■ **INSTRUCTIONS FOR THE TASK**
Lay out the stretch of the listing from the line containing "TARGET = pine tree" through the end of the listing as a numbered list, both ends included and blank lines left out.

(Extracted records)
________________________________________

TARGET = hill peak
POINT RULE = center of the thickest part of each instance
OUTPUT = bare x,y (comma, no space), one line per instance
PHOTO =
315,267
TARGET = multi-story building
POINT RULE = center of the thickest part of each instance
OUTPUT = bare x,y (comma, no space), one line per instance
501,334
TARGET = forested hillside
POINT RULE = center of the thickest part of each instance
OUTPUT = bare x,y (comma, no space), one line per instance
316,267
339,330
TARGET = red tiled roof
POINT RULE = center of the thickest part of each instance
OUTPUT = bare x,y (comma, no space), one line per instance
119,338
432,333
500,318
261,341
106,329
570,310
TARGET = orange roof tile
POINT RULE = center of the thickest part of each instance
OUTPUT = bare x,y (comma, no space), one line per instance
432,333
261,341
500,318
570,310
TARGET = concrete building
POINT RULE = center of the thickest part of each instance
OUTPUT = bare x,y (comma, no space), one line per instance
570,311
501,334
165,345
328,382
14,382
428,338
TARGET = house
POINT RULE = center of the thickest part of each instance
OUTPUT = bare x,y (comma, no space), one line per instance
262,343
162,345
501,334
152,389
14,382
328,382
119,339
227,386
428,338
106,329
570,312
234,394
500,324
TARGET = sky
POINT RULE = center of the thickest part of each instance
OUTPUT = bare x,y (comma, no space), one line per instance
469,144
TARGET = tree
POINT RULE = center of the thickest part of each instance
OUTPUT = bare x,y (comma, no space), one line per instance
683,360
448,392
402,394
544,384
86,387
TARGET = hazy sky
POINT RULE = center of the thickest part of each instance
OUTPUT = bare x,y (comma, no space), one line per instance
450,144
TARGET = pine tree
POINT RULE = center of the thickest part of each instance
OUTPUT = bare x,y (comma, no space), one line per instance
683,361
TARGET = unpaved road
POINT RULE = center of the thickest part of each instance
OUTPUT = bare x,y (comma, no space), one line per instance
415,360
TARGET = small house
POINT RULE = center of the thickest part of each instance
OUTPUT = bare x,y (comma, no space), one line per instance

________________________________________

■ **THE COMPLETED TASK**
1. TARGET = pine tree
2. POINT RULE = center of the thickest part of each instance
3. OUTPUT = bare x,y (comma, no space), one line per instance
4. 683,361
5. TARGET = unpaved road
6. POINT RULE = center of the thickest part of each instance
7. OUTPUT = bare x,y (comma, no space), one line per instance
8. 415,360
9. TARGET = small house
10. POINT RULE = center of the thickest part of each instance
11. OUTPUT = bare x,y (comma, no space), one line per instance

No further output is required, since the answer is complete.